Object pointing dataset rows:
━━━━━━━━━━━━━━━━━━━━

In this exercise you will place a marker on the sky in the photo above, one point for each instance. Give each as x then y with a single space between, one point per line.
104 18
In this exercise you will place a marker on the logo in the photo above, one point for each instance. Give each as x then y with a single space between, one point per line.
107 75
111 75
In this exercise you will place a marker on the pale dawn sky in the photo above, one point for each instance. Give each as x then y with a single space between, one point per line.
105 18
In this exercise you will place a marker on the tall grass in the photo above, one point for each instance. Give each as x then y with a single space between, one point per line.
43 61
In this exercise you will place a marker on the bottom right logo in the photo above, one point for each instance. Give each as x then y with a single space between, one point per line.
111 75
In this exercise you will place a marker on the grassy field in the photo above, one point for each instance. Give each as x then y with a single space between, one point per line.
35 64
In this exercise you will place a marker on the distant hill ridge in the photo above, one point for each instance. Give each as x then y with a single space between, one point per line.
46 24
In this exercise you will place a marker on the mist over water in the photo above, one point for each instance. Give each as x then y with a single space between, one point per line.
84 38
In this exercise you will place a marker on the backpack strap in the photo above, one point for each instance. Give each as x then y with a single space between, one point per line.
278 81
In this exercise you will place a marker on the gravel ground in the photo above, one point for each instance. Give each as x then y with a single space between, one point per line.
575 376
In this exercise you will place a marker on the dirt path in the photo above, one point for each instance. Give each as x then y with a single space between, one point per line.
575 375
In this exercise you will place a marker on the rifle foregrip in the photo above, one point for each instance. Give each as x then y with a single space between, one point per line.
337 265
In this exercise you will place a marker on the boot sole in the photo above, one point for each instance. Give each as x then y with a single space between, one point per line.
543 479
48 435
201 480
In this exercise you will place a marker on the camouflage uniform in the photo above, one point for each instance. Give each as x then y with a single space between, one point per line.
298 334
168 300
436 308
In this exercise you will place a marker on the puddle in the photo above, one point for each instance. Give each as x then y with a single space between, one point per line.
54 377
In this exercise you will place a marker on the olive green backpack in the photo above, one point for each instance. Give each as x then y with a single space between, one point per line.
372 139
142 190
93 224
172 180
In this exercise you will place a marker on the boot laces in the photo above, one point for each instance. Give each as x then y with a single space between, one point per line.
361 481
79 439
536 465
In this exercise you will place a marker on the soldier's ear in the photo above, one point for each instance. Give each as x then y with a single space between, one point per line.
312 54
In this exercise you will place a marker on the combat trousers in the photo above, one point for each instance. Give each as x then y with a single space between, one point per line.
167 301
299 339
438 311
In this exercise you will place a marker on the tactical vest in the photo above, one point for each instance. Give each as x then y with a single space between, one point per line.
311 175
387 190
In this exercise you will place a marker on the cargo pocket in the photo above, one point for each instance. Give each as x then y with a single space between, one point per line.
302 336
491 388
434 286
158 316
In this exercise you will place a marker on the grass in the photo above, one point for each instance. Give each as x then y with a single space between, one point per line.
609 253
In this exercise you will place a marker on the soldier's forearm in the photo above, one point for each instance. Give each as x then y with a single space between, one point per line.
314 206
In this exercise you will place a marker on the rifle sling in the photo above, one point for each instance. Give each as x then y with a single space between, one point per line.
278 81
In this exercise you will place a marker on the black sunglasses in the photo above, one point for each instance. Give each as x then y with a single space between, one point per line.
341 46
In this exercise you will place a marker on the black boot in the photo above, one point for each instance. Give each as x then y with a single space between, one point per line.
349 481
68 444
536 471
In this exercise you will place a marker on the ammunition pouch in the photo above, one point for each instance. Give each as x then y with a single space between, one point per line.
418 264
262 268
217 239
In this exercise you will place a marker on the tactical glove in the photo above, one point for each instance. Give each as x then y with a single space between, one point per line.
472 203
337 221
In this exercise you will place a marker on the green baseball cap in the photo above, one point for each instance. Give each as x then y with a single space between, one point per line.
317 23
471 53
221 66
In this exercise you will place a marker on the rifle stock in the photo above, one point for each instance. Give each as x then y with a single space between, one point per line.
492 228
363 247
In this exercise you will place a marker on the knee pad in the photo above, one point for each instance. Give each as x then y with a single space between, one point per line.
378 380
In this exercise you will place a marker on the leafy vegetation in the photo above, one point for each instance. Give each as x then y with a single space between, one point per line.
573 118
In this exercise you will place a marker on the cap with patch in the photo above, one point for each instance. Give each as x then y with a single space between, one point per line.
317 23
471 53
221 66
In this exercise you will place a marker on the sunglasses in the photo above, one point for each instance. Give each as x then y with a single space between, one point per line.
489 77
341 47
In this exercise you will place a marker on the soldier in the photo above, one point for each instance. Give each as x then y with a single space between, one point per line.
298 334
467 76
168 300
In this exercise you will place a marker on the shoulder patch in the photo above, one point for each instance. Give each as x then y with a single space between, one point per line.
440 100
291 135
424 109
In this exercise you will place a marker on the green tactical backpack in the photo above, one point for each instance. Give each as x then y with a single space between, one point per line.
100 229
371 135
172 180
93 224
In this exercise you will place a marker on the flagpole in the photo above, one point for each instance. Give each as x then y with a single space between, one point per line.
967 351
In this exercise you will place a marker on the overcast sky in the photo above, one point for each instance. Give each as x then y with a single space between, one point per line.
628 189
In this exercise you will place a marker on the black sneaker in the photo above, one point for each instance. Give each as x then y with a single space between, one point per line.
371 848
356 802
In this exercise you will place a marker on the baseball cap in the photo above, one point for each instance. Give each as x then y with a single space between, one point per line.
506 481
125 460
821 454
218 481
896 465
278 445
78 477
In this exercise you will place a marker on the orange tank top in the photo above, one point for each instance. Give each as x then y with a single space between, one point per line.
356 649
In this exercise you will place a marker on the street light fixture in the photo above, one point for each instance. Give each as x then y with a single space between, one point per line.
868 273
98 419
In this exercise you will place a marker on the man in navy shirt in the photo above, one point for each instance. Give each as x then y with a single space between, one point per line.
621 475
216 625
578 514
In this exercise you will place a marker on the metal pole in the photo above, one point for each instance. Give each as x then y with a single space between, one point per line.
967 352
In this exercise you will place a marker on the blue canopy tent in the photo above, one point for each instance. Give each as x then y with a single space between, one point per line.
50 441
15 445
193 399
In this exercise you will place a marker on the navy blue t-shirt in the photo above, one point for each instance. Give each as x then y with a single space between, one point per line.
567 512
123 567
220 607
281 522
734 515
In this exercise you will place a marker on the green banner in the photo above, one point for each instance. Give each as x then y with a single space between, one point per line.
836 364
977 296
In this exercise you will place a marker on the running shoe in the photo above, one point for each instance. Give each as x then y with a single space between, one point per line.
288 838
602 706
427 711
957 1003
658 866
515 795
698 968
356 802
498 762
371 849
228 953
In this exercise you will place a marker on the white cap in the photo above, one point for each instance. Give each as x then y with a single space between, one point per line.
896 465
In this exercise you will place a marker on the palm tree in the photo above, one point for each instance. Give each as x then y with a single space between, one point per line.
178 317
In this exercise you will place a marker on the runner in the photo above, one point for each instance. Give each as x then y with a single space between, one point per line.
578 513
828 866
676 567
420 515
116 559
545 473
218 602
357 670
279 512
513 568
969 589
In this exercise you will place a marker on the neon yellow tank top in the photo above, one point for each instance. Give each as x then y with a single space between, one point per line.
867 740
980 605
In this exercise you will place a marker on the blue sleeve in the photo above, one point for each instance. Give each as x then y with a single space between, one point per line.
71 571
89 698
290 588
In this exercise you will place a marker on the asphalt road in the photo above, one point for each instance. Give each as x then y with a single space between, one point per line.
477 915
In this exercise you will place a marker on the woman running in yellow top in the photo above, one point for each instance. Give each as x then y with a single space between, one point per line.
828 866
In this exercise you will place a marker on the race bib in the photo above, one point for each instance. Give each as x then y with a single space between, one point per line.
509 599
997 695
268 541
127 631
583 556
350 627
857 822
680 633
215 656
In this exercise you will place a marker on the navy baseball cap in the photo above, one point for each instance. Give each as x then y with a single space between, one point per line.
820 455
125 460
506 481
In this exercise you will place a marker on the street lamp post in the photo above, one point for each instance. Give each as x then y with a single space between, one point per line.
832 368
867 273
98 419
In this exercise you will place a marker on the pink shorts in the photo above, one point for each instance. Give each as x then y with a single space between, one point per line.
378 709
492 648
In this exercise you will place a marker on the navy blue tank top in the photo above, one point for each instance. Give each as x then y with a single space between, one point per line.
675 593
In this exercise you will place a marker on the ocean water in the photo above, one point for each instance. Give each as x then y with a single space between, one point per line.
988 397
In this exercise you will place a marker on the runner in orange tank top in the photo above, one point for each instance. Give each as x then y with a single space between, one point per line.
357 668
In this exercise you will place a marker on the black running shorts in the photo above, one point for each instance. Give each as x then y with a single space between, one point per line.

━━━━━━━━━━━━━━━━━━━━

_Directions for this task_
Write out the lines above from the one containing "In this exercise you will place a marker on the woman" through the last, exactly as they are.

_Answer to this task_
In this exercise you will place a marker on the woman running in yellow top in the photo above, one point for each instance. Give each as x then y with a single space between, one point per line.
828 866
In this exercise you will place a marker on the race bib in the photo above, one point for each instance. Give each as x then y with a single space between, one point per line.
509 599
997 695
268 541
127 631
583 556
350 627
857 822
680 633
215 656
In this exercise you will place a marker on the navy baseball cap in the photo above, one point for each instance. Give each as x then y with a single space between, one point per line.
820 455
125 460
506 481
In this exercise you will place a marker on the street lamp post in the photo above, one point for each instance. Give each as x then y with a single space between, one point per line.
832 368
867 273
98 419
In this exercise you will place a marker on the pink shorts in the photo above, one point for each instance. Give each as x then y with a single space between, one point per line.
378 709
492 648
In this exercise you will place a marker on the navy blue tank top in the photo above, one point for each instance. Give each as x then y with a single space between, one point per line.
675 593
In this exercise you will place a marker on the ocean water in the photo above, one point for each instance. Give each as x then y with a single space between, one point per line.
988 397
In this exercise you will place a marker on the runner in orange tank top in the photo above, one point for each instance. Give each as x then y with a single space between, one point per line.
357 668
In this exercise you will place a marker on the black running shorts in the photo above, one point for each instance. Give each as x then y with a single space between, one point per line.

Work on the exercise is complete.